#### [Data to examine]
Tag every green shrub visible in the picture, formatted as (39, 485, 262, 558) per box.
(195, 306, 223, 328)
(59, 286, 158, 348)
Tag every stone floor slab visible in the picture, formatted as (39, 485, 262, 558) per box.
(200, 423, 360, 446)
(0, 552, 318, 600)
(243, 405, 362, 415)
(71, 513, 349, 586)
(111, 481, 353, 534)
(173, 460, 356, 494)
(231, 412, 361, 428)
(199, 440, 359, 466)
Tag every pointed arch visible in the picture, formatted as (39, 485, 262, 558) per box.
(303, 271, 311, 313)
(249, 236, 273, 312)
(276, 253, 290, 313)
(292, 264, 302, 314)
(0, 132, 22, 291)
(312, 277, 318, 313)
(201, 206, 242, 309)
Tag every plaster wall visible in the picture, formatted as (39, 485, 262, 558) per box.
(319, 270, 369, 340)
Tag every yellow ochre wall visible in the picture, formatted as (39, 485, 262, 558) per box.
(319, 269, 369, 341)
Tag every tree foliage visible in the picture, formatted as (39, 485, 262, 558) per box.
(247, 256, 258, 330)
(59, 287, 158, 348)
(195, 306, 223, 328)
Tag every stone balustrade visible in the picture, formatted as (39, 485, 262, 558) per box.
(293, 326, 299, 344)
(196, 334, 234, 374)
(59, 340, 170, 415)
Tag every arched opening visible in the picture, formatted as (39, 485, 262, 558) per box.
* * *
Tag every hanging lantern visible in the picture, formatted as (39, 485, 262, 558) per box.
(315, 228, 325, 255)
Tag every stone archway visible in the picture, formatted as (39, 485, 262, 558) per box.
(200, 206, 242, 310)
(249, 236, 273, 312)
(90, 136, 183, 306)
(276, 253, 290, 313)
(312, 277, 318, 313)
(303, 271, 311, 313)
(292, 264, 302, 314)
* * *
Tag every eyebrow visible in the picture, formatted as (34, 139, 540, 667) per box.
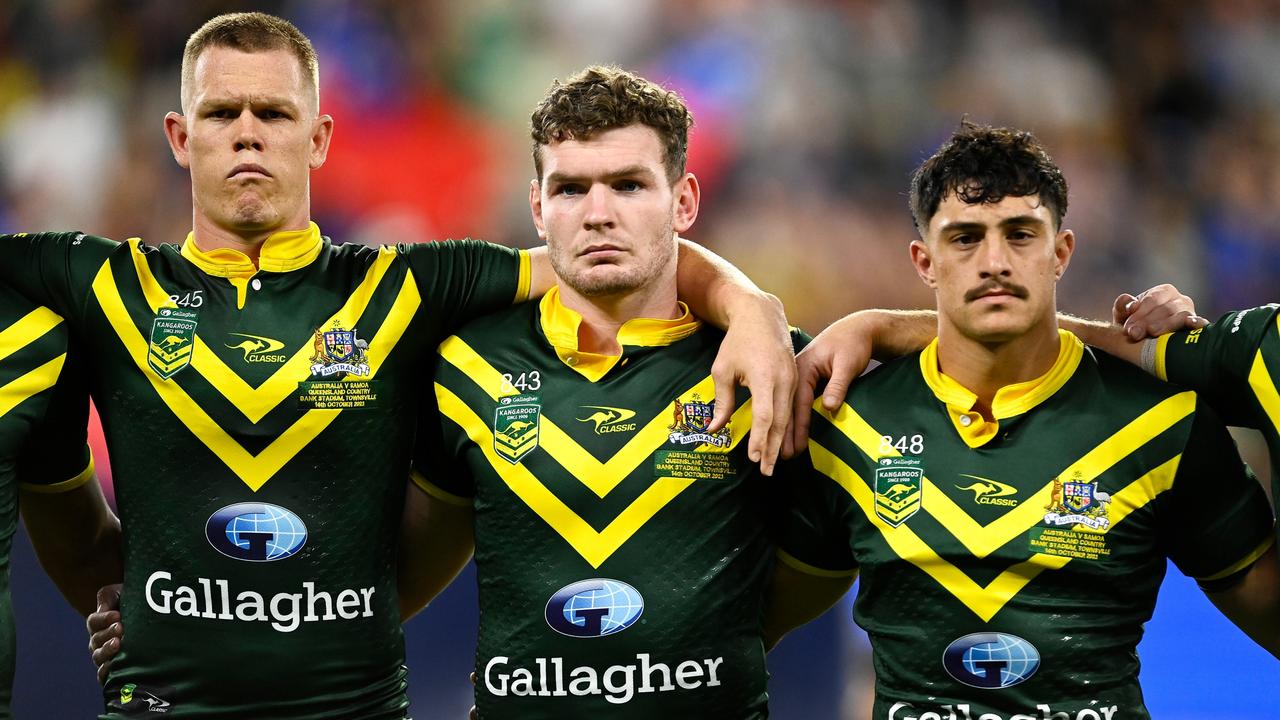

#### [The task]
Retype only the lines above between the line with "Tag every stone balustrade" and the line with "Tag every arched", counting those two lines as well, and keep every character as it is.

#### [Answer]
Tag every stone balustrade visible in the picture, formatted as (39, 485, 262, 558) per box.
(293, 326, 299, 344)
(196, 334, 234, 374)
(59, 340, 170, 415)
Tag every arched opening visible in the picture, formatted as (39, 485, 262, 558) per box.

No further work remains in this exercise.